◆ Requirements ◆
Print the passage of the FluidAudio API reference that begins at the words "Primary public APIs" and stops after "[Voice Activity Detection](#voice-activity-detection)".

◆ Passage shown ◆
'''

FluidAudio/Documentation/API.md

# API Reference

Primary public APIs for FluidAudio components. See inline doc comments for complete details.

**Components:**
- [Common Patterns](#common-patterns)
- [Diarization](#diarization)
- [Voice Activity Detection](#voice-activity-detection)
- [Automatic Speech Recognition](#automatic-speech-recognition)
- [Text-to-Speech](#text-to-speech)

## Common Patterns

**Audio Format:** All modules expect 16kHz mono Float32 audio samples. Use `FluidAudio.AudioConverter` to convert `AVAudioPCMBuffer` or files to 16kHz mono for both CLI and library paths.

**Model Registry:** Models auto-download from HuggingFace by default. Customize the registry URL using:
- `ModelRegistry.baseURL` (programmatic) - recommended for apps
- `REGISTRY_URL` or `MODEL_REGISTRY_URL` environment variables - recommended for CLI/testing
- Priority order: programmatic override → env vars → default (HuggingFace)

**Proxy Configuration:** If behind a corporate firewall, set the `https_proxy` (or `http_proxy`) environment variable. Both registry URL and proxy configuration are centralized in `ModelRegistry`.

**Error Handling:** All async methods throw descriptive errors. Use proper error handling in production code.

**Thread Safety:** All managers are thread-safe and can be used concurrently across different queues.

'''

◆ Provided data ◆

'''

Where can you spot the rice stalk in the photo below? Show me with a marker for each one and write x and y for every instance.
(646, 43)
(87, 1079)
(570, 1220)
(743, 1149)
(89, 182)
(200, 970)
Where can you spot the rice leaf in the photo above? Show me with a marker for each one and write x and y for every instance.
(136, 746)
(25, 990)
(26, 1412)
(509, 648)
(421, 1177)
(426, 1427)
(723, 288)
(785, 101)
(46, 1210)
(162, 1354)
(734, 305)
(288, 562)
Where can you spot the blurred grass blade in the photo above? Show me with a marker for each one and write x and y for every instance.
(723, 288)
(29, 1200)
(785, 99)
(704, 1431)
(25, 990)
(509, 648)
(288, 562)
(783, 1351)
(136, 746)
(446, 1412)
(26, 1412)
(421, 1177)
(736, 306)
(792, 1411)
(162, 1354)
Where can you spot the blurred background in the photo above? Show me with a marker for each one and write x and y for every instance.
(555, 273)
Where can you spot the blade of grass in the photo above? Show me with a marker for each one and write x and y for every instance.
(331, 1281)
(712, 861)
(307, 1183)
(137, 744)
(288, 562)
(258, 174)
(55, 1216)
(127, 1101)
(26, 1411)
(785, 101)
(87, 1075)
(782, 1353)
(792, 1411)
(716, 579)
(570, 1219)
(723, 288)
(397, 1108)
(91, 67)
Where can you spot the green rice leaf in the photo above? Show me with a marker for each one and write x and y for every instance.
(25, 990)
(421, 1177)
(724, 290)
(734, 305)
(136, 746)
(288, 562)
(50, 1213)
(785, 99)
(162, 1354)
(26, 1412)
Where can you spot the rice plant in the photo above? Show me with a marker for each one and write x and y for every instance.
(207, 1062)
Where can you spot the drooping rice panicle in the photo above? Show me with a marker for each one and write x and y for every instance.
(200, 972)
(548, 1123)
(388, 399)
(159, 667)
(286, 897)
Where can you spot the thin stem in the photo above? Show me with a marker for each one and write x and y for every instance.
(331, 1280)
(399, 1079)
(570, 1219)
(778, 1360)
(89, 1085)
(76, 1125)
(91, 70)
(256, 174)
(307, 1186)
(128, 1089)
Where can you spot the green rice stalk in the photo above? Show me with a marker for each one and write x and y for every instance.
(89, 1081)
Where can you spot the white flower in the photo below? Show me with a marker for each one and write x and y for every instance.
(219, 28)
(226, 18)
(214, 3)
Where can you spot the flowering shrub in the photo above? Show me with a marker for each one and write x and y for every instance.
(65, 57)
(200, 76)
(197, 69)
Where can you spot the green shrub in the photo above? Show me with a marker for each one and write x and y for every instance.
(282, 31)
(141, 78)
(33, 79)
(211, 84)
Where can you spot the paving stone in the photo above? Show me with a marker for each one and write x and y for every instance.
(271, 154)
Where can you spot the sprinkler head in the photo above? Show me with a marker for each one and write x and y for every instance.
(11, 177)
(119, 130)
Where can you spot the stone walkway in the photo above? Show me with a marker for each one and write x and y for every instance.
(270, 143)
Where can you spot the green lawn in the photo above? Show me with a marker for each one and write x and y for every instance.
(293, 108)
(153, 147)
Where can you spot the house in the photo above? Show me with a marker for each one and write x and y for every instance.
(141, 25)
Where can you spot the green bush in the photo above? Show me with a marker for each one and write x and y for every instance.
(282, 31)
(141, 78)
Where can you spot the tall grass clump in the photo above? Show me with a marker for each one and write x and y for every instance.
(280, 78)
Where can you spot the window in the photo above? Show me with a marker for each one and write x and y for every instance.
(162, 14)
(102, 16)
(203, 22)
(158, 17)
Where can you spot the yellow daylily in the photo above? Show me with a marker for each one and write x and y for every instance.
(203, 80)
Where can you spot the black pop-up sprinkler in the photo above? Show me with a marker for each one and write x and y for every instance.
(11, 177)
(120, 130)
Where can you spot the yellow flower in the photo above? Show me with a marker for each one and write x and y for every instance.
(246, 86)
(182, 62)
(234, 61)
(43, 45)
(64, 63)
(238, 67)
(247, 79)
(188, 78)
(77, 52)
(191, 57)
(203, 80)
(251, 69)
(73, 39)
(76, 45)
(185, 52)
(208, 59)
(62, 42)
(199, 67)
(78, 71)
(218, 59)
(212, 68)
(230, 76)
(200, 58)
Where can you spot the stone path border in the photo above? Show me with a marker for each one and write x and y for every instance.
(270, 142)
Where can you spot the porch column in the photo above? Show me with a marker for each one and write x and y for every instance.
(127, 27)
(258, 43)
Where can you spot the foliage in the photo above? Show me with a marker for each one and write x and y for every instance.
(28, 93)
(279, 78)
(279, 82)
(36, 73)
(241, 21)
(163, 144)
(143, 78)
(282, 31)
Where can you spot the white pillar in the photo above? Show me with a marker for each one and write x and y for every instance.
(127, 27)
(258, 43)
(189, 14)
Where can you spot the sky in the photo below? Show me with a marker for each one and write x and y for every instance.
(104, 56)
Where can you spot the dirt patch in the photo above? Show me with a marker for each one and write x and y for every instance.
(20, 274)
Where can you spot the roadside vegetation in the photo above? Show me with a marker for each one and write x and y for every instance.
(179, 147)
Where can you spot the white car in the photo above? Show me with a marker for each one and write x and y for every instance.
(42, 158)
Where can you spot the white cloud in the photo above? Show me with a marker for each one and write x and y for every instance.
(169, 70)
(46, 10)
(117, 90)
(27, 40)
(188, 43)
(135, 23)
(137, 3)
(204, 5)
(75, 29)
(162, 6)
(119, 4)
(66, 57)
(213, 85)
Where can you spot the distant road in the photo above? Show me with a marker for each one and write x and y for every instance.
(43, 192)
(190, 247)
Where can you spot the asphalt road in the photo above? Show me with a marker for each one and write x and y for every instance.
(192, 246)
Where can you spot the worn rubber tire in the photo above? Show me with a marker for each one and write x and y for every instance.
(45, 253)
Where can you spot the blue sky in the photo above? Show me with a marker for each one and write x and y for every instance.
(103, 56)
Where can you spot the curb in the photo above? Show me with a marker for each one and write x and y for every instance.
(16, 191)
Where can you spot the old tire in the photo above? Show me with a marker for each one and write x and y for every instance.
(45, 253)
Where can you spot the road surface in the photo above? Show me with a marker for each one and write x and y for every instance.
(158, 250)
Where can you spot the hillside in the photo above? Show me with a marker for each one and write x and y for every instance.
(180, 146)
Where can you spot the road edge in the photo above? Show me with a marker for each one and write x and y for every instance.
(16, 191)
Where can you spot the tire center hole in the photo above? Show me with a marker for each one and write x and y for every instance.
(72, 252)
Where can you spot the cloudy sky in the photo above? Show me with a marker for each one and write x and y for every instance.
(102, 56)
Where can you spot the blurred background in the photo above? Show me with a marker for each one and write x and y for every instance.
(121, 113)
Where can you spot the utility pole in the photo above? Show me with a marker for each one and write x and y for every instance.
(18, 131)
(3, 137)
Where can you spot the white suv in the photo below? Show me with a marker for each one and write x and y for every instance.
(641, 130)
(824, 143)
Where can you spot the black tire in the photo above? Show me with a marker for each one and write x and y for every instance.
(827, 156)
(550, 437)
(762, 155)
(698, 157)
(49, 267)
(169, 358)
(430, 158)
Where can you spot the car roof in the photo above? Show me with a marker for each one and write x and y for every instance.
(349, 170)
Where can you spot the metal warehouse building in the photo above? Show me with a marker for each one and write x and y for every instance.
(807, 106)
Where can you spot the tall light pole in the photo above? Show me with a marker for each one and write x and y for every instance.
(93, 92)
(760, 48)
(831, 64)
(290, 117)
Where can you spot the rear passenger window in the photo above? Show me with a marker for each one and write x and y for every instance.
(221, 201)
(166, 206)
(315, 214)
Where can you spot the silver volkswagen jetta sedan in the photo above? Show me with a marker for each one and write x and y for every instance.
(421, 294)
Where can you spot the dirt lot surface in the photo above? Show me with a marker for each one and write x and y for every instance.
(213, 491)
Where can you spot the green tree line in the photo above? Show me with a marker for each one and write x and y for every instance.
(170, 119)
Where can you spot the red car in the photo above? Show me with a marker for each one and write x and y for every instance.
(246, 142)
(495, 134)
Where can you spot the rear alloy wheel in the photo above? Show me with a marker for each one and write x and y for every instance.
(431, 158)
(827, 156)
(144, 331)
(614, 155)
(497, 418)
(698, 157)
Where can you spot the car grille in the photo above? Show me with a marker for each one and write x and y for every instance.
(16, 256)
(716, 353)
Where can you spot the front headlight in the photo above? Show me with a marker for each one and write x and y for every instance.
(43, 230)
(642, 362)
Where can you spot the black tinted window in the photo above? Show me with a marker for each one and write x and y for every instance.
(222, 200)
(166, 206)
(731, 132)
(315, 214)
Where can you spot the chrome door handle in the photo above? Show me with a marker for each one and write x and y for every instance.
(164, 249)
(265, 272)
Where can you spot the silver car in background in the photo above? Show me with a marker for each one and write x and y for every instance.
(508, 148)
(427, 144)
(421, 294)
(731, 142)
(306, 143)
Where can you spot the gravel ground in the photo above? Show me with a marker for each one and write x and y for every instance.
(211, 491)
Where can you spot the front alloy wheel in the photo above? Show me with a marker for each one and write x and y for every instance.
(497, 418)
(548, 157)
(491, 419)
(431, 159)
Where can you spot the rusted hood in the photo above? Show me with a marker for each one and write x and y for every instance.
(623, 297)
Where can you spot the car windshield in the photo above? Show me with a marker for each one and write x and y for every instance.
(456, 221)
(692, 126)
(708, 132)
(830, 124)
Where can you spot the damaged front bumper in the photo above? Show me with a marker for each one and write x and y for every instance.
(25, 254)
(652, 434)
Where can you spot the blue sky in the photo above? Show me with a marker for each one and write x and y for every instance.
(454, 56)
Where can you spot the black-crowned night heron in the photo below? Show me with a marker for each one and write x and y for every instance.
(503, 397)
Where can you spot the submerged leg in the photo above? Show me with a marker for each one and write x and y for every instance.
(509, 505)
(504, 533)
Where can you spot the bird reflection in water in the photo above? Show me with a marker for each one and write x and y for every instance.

'''

◆ Reply to the task ◆
Primary public APIs for FluidAudio components. See inline doc comments for complete details.

**Components:**
- [Common Patterns](#common-patterns)
- [Diarization](#diarization)
- [Voice Activity Detection](#voice-activity-detection)